# Diffusion Models in PyTorch: Text-to-Image (COCO) + Inpainting (CelebA)

I implemented 2 related diffusion tasks:
1. Text-to-Image generation on MS COCO captions
2. Image inpainting on CelebA

Use the flags in Section 0 to run either part.


In [None]:
import os
import math
import random
import numpy as np

import torch
import torch.nn as nn
import torch.nn.functional as F

from torch.utils.data import Dataset, DataLoader, Subset
from torchvision import transforms, datasets
from torchvision.datasets import CocoCaptions, CelebA
from torchvision.utils import make_grid, save_image

from tqdm.auto import tqdm
from transformers import AutoTokenizer, AutoModel



#------- Flags to control sections---------------

RUN_TEXT_TO_IMAGE = True    # Part1: COCO text-to-image (Change to False to skip )

* Set task A: According to the diffusion models notebook, which dataset is used for the image inpainting part?
* Set task B: Copy the rows from the line that contains "Given the photograph above, return bounding boxes for sky." through the end of the rows, changing "bounding boxes" to "box coordinates" everywhere in that span and keeping all else the same.

* Data for this task:
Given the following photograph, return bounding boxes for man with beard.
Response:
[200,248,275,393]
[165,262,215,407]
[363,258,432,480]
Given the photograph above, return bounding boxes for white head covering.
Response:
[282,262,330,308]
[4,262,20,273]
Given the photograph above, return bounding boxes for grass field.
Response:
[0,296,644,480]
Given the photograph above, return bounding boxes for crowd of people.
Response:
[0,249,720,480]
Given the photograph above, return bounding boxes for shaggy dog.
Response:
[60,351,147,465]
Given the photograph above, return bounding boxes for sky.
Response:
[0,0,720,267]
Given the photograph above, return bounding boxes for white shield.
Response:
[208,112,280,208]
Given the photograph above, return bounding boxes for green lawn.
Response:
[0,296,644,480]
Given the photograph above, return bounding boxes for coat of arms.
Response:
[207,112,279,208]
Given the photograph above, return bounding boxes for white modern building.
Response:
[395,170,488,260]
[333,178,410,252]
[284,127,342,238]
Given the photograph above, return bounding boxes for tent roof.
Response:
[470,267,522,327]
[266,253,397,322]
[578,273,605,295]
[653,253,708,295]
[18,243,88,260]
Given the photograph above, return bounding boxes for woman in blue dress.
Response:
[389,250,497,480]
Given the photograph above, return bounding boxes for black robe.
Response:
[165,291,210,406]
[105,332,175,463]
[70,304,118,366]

* Finished answer A: CelebA

* Finished answer B:
Given the photograph above, return box coordinates for sky.
Response:
[0,0,720,267]
Given the photograph above, return box coordinates for white shield.
Response:
[208,112,280,208]
Given the photograph above, return box coordinates for green lawn.
Response:
[0,296,644,480]
Given the photograph above, return box coordinates for coat of arms.
Response:
[207,112,279,208]
Given the photograph above, return box coordinates for white modern building.
Response:
[395,170,488,260]
[333,178,410,252]
[284,127,342,238]
Given the photograph above, return box coordinates for tent roof.
Response:
[470,267,522,327]
[266,253,397,322]
[578,273,605,295]
[653,253,708,295]
[18,243,88,260]
Given the photograph above, return box coordinates for woman in blue dress.
Response:
[389,250,497,480]
Given the photograph above, return box coordinates for black robe.
Response:
[165,291,210,406]
[105,332,175,463]
[70,304,118,366]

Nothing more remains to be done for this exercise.